- Exercise description -
Put the lines below into a Markdown table with the columns No. and Line, giving each line its own numbered row and leaving out blank lines. Omit the pictures from the table.

(Point labeling examples)

-- BEGIN --

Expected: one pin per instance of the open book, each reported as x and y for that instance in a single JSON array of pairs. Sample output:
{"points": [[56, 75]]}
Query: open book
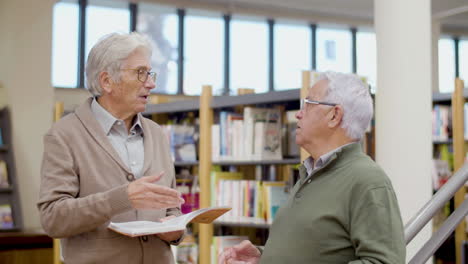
{"points": [[141, 228]]}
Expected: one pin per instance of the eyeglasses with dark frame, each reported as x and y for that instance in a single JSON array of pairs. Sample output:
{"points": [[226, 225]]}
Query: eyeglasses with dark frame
{"points": [[307, 101], [143, 74]]}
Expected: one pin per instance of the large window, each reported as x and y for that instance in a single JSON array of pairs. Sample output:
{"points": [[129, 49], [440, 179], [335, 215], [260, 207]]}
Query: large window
{"points": [[446, 65], [204, 52], [249, 55], [367, 57], [463, 60], [65, 44], [292, 45], [334, 50], [104, 17], [160, 24]]}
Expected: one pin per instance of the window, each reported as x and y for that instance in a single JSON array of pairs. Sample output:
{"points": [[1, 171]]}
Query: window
{"points": [[65, 44], [204, 53], [367, 57], [249, 55], [334, 50], [446, 65], [463, 61], [161, 25], [292, 45], [104, 17]]}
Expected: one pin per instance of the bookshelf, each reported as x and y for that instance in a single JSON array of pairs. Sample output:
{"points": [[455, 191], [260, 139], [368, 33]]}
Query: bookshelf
{"points": [[9, 195], [205, 105], [455, 140], [458, 101]]}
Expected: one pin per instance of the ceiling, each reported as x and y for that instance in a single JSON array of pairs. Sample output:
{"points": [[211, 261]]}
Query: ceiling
{"points": [[452, 13]]}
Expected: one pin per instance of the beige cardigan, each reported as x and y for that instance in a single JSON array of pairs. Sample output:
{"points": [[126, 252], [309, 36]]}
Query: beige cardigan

-- END --

- Answer to this exercise -
| No. | Line |
|---|---|
| 1 | Expected: one pin per instance of the open book, each reported as x and y for that instance in a single JSON array of pairs. Sample output: |
| 2 | {"points": [[56, 75]]} |
| 3 | Query: open book |
| 4 | {"points": [[141, 228]]} |
| 5 | Expected: one pin per instance of the eyeglasses with dark frame, each reported as x and y for that instance in a single JSON array of pairs. Sample output: |
| 6 | {"points": [[226, 225]]} |
| 7 | Query: eyeglasses with dark frame |
| 8 | {"points": [[307, 101], [143, 74]]} |
| 9 | Expected: one pin per instance of the large window, each reported as x and y for that instance in a single JSON array of pairs. Sample output: |
| 10 | {"points": [[129, 49], [440, 179], [335, 215], [260, 207]]} |
| 11 | Query: large window |
| 12 | {"points": [[446, 65], [204, 52], [249, 55], [367, 57], [463, 60], [65, 44], [292, 45], [334, 50], [104, 17], [160, 24]]} |
| 13 | Expected: one pin per instance of the window, each reported as x and y for that instance in a single JSON array of pairs. Sample output: |
| 14 | {"points": [[1, 171]]} |
| 15 | Query: window |
| 16 | {"points": [[65, 44], [204, 53], [367, 57], [249, 55], [334, 50], [446, 65], [463, 61], [161, 25], [292, 45], [104, 17]]} |
| 17 | Expected: one pin per instance of the bookshelf, each reported as x and y for that instance in a single JSON array of pairs. Sample output: |
| 18 | {"points": [[455, 191], [260, 139], [368, 33]]} |
| 19 | Query: bookshelf |
| 20 | {"points": [[9, 195], [205, 105], [455, 140], [458, 101]]} |
| 21 | Expected: one pin per instance of the ceiling, each reported as x and y for that instance in a single JSON array of pairs. Sample output: |
| 22 | {"points": [[211, 261]]} |
| 23 | Query: ceiling |
| 24 | {"points": [[452, 13]]} |
| 25 | Expected: one pin per instance of the beige cardigan, each reported as x and y for that instance in a single JSON array of pairs. Sample output: |
| 26 | {"points": [[126, 252], [309, 36]]} |
| 27 | Query: beige cardigan |